Identify every line in the records below that contains the word "backpack", and copy each of those lines.

[Excerpt from a dataset]
§

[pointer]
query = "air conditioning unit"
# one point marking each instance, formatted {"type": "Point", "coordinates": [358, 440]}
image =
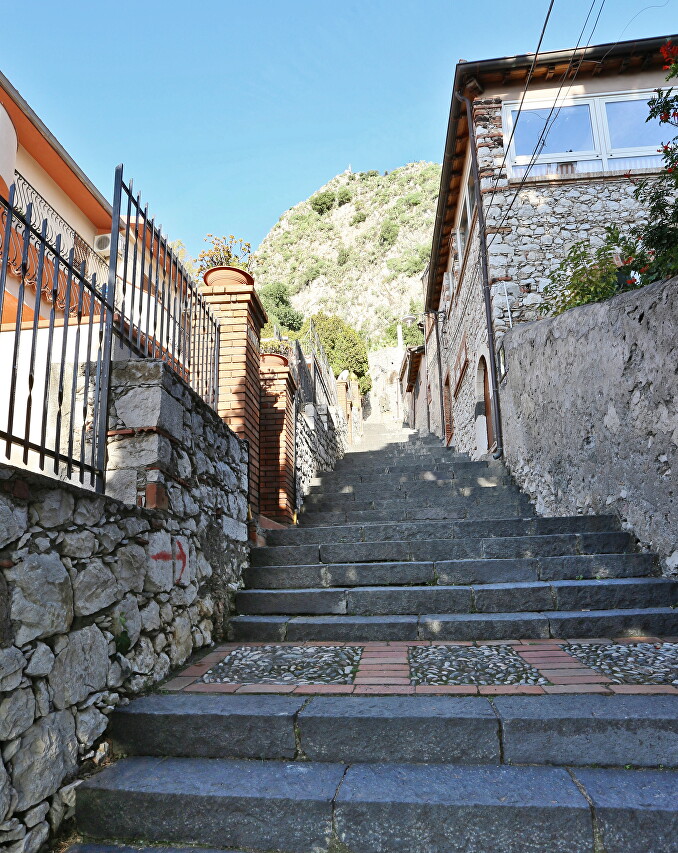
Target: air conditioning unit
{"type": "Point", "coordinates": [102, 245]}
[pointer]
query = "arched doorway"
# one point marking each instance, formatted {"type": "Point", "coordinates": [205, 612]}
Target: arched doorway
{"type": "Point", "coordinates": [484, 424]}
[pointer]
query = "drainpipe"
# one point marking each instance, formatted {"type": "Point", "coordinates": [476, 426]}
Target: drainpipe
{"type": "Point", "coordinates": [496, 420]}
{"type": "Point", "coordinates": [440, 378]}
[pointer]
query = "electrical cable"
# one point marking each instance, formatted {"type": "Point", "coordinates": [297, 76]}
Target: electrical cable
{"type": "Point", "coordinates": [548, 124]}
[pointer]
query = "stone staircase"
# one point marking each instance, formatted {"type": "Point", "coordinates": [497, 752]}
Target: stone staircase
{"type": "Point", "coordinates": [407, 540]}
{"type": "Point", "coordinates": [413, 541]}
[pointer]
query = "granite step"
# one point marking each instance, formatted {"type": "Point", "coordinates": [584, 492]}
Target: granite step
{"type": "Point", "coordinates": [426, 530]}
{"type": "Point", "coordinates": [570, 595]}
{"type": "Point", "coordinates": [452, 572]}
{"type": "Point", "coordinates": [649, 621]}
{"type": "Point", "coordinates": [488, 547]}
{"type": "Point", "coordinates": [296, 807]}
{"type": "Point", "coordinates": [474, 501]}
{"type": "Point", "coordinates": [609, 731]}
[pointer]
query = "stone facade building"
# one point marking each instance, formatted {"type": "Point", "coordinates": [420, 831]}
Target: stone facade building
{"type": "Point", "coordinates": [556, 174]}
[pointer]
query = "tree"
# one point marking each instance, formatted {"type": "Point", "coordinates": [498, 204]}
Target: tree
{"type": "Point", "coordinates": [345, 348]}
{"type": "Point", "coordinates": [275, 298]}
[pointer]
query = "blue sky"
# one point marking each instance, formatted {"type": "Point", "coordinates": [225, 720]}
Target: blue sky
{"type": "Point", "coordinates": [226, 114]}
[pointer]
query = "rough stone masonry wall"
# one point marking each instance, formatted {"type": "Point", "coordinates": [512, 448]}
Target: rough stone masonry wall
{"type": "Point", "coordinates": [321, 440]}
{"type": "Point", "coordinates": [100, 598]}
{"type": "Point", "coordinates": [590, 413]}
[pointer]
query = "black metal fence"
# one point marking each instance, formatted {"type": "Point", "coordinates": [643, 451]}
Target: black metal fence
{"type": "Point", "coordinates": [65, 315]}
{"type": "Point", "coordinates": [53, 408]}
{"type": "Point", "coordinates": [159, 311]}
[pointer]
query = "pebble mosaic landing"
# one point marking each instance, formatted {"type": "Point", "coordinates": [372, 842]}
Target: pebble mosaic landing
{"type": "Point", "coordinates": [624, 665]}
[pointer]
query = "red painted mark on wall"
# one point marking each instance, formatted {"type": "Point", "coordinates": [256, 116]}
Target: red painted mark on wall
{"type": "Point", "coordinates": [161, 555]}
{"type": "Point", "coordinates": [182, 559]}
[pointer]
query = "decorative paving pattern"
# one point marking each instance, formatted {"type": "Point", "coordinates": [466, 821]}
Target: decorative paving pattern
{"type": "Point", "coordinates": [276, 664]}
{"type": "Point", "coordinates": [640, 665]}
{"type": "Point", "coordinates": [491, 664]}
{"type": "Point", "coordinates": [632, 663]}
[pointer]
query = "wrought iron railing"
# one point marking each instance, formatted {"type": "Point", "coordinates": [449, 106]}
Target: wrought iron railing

§

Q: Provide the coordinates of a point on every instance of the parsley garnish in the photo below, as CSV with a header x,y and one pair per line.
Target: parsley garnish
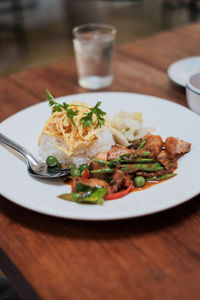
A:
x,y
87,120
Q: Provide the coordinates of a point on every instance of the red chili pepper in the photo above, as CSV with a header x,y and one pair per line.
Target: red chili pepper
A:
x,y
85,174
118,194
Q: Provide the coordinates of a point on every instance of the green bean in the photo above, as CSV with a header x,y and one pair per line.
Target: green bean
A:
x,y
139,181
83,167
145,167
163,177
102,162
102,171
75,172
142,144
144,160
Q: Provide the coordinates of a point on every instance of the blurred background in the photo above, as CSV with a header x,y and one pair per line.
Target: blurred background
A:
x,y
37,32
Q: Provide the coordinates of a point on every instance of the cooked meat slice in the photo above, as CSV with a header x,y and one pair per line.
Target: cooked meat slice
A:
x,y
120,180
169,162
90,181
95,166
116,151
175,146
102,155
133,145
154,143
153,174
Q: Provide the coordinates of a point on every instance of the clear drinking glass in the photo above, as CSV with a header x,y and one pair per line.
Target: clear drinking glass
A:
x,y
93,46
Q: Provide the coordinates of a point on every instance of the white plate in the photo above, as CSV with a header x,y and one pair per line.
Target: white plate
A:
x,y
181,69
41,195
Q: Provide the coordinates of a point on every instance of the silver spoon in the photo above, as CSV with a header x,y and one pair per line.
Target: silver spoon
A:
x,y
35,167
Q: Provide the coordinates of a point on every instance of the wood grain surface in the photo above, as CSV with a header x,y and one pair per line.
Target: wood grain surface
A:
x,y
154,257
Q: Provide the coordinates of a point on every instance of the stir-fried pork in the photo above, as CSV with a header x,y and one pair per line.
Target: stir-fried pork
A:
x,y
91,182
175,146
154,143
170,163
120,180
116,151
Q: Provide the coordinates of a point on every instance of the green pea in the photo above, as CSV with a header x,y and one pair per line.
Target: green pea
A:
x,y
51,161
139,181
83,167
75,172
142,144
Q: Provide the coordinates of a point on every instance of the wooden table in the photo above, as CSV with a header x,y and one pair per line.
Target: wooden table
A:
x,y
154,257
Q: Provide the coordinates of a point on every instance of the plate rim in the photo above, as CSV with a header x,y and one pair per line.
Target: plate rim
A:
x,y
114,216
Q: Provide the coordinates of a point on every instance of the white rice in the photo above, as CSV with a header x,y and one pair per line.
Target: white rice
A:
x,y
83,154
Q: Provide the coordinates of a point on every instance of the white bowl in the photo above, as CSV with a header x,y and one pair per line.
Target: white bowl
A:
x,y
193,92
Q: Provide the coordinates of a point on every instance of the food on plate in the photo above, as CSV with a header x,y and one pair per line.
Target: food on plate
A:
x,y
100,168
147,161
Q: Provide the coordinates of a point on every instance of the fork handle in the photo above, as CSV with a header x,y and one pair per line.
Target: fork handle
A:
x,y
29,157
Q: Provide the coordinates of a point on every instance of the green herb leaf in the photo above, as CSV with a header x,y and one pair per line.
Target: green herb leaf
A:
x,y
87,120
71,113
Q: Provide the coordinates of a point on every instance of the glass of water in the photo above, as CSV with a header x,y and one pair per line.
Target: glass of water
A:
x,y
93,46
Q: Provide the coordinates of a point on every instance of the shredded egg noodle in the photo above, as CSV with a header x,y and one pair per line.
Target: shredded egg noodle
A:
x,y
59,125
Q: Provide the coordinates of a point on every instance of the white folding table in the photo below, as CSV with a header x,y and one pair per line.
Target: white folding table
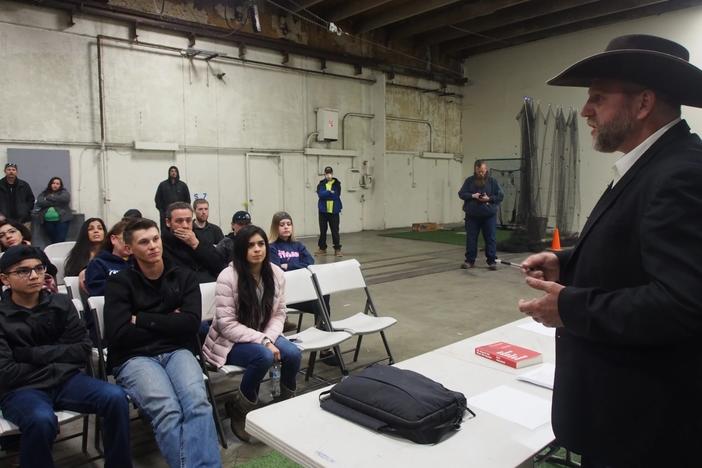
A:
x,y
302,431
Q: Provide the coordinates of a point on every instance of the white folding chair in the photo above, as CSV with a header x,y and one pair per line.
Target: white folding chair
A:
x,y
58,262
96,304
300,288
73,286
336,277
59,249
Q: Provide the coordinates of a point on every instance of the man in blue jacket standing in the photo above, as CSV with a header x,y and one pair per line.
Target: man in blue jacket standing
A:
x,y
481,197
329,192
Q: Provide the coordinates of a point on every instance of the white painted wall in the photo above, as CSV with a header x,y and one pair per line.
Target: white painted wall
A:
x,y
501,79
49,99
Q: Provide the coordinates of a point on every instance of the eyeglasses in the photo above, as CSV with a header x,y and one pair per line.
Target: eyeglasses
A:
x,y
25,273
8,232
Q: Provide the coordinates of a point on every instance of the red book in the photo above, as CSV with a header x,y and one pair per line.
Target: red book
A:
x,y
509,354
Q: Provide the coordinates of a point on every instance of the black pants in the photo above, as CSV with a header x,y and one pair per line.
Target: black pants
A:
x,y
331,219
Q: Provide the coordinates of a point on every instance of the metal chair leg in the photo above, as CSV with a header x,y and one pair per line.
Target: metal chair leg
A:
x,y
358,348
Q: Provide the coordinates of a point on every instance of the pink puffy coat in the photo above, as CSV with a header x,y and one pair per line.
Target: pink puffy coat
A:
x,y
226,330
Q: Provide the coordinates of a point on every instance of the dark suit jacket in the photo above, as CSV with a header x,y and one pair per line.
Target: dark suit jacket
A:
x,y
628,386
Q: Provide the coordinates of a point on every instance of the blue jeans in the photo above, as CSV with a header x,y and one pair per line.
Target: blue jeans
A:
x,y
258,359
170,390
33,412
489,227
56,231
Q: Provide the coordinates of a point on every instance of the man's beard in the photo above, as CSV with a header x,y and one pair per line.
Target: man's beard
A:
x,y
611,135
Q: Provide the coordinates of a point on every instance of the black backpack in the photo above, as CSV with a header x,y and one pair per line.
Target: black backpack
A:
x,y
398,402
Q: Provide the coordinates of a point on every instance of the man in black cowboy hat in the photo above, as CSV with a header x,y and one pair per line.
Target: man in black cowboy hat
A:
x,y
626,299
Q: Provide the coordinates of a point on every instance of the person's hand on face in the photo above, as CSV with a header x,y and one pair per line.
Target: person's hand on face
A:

§

▶ _SOLUTION BELOW_:
Q: Provide the coordinates of a point on every instance of the black backpack in the photo above, as CSV with a header x,y and one pair per line.
Target: black backpack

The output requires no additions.